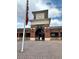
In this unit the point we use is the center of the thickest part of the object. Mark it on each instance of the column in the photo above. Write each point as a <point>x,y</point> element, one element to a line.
<point>47,34</point>
<point>59,35</point>
<point>17,36</point>
<point>32,34</point>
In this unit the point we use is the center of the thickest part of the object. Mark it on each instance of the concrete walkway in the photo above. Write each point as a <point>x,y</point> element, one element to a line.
<point>40,50</point>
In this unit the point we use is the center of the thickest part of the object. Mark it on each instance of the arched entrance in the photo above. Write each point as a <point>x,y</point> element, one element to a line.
<point>39,34</point>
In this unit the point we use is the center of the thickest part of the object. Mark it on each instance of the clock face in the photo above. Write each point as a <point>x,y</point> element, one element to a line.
<point>40,16</point>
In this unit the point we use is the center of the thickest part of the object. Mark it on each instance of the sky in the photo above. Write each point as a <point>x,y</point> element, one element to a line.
<point>54,8</point>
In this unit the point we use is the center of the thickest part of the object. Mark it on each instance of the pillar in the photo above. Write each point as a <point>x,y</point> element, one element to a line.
<point>47,34</point>
<point>32,34</point>
<point>59,35</point>
<point>17,36</point>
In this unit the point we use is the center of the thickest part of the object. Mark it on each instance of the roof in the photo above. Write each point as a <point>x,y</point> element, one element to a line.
<point>40,11</point>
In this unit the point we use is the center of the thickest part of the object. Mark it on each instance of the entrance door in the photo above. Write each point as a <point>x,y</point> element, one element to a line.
<point>39,34</point>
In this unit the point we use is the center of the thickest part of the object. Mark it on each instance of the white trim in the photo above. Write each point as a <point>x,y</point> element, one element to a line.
<point>32,39</point>
<point>47,39</point>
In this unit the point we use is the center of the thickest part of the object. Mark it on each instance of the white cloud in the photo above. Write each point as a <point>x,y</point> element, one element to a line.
<point>36,5</point>
<point>55,22</point>
<point>54,12</point>
<point>21,25</point>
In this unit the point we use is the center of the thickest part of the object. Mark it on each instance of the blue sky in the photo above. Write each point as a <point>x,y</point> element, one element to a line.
<point>54,8</point>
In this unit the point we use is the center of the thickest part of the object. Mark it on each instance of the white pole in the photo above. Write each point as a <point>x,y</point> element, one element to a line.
<point>23,36</point>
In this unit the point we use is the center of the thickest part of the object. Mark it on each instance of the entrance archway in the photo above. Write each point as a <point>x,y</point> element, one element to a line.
<point>39,34</point>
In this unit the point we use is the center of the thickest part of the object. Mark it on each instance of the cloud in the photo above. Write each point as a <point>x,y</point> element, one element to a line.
<point>55,22</point>
<point>36,5</point>
<point>21,25</point>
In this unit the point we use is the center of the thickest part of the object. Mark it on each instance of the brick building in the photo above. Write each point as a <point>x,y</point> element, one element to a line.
<point>40,27</point>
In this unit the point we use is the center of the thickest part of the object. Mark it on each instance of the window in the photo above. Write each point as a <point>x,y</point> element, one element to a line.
<point>54,34</point>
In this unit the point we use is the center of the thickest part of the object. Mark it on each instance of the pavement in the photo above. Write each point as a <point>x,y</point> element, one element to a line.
<point>40,50</point>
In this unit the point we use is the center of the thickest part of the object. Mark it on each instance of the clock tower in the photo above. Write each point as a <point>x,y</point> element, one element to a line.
<point>40,25</point>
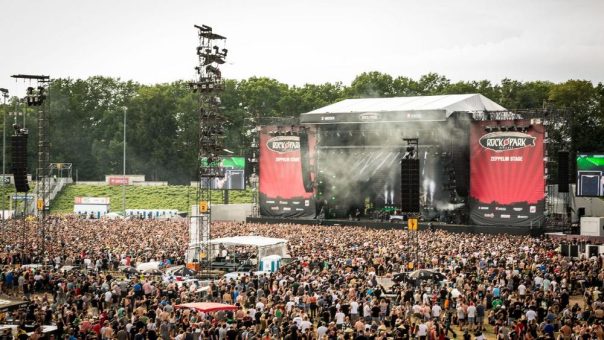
- - -
Leaving out the pictures, output the listing above exactly as given.

In this unit the point we use is the center of the thickest part of the object. Mark it on each instance of the column in the photo above. Write each point as a <point>x,y</point> element, one element to a line.
<point>47,34</point>
<point>59,35</point>
<point>17,36</point>
<point>32,34</point>
In this unit the point we use is the center of the thickest part of the object. Mark it on each instance of the concrete walkway in the photo above. Write each point as a <point>x,y</point> element, one element to a line.
<point>40,50</point>
In this unit the point we use is the center of the thickest part of the object. Mark it on each instance of the arched entrance in the photo above. Write each point as a <point>x,y</point> element, one element to a line.
<point>39,34</point>
In this unit the point we use is the center of the thickest part of the object. Mark it on each instance of the clock face in the photo above. Write each point as a <point>x,y</point> element, one element to a line.
<point>40,16</point>
In this unit the point we use is the center of the thickest part of the object. Mark it on each instance of the sky in the photo above. Write each point as a <point>x,y</point> element, one element to a line.
<point>54,8</point>
In this unit the point we use is the center of the thickest part of the object. Mark it on each instance of the pillar in the photo above. Write each point as a <point>x,y</point> element, one element to a line.
<point>47,34</point>
<point>32,34</point>
<point>59,35</point>
<point>17,36</point>
In this unit the point we use is the center of the thickest part of the object. Mark it on each instance of the roof in the photo above. Write each point as a <point>x,y</point> element, one element to a line.
<point>40,11</point>
In this unit the point we use is the center of the thickest part of the object. Mark it on each instance of the entrance door in the photo above. Write each point as a <point>x,y</point> element, one element to a line.
<point>39,34</point>
In this unit the point we use is the center of the thickest part of the object. Mark it on each instance of the white trim in the photo above. Write each point as a <point>x,y</point> element, one element to a line.
<point>32,39</point>
<point>47,39</point>
In this unit the point we use is the center of the thickest part of the object. Mark it on each instance of the white cloud in the photo above. Write each point as a <point>x,y</point> element, one element to a line.
<point>36,5</point>
<point>55,22</point>
<point>54,12</point>
<point>21,25</point>
In this unit the point we use is the center of the thickest part of the object. Mark it on each instance of the blue sky in the photo above. Write each point as a <point>x,y</point> element, one element to a line.
<point>54,8</point>
In this unit the point we use is the center of the thickest part of the object. Mark it on each instance of the white pole in the photo above. Write each point as a <point>x,y</point> element, one element to a line.
<point>23,36</point>
In this unit the point we use is the center of the thickest part of the object. Mark it on each instance of the entrance archway in the photo above. Write each point as a <point>x,y</point> element, one element to a line.
<point>39,34</point>
In this unit the point we use is the center of the thickest part of the object. Mark it on each instance of the cloud in the photo above. Write each point as a <point>x,y</point> element, one element to a line.
<point>55,22</point>
<point>36,5</point>
<point>21,25</point>
In this unit the point we use is the center of the thickest part of the object. Mark it on each instance of the brick building in the photo above. Write each point as a <point>x,y</point> element, one element to a line.
<point>40,27</point>
In this unit the point we use is the center of the thickest part of the object. Mark it on each instance of the window in the photo above. Write each point as a <point>x,y</point> element, one element to a line.
<point>54,34</point>
In this unit the point we use is the center of the thickest part of the object. Mark it on each instance of the pavement in the photo above. Write each point as a <point>x,y</point> element, one element to a line.
<point>40,50</point>
In this unit the point we use is the center of the thickest part of the object. Mark it on each instance of the clock tower in the photo above. Write each point as a <point>x,y</point> element, one element to a line.
<point>40,25</point>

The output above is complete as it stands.